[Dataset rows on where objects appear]

* * *

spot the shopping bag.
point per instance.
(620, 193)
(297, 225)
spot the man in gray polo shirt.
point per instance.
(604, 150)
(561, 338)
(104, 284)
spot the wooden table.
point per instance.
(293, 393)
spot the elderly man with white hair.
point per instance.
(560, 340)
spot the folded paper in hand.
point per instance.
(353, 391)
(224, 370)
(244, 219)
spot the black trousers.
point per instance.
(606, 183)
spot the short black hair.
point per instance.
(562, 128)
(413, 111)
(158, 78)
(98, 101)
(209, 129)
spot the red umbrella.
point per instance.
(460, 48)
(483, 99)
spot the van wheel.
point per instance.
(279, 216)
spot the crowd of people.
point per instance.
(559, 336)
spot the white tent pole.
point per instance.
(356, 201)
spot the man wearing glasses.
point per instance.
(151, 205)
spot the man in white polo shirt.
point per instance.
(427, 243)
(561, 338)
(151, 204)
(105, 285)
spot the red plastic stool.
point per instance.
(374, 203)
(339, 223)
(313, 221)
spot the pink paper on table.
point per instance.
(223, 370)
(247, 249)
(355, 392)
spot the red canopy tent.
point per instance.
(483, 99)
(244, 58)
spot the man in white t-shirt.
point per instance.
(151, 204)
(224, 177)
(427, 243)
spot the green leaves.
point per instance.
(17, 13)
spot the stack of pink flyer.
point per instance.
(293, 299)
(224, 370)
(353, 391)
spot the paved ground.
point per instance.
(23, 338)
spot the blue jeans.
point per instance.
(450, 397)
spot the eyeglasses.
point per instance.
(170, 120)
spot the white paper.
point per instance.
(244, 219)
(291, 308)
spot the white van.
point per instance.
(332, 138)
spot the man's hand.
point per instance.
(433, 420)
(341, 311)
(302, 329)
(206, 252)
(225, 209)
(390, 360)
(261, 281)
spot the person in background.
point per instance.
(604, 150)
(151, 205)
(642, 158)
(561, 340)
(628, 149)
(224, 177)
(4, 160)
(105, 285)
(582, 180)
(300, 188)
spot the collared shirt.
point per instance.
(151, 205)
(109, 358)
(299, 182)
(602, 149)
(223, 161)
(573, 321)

* * *

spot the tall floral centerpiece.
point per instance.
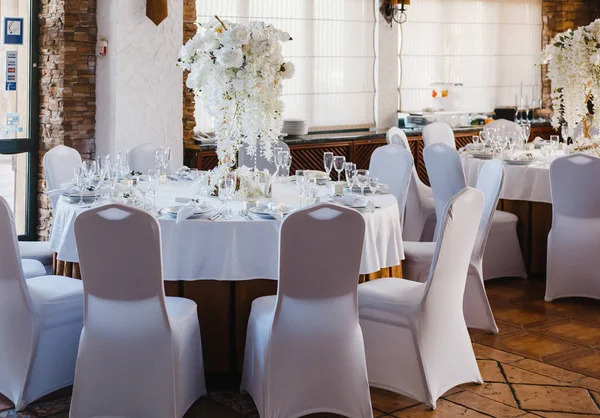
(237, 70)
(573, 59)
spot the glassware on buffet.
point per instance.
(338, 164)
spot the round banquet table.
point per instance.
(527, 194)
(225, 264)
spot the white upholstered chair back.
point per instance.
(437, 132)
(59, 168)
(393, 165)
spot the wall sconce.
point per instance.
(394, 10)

* * *

Written request
Return every line of the rows above that contains the string "paper". Matching is case-sensitive.

Task output
spot the folded paper in hand.
spot the pink paper on table.
spot the white paper.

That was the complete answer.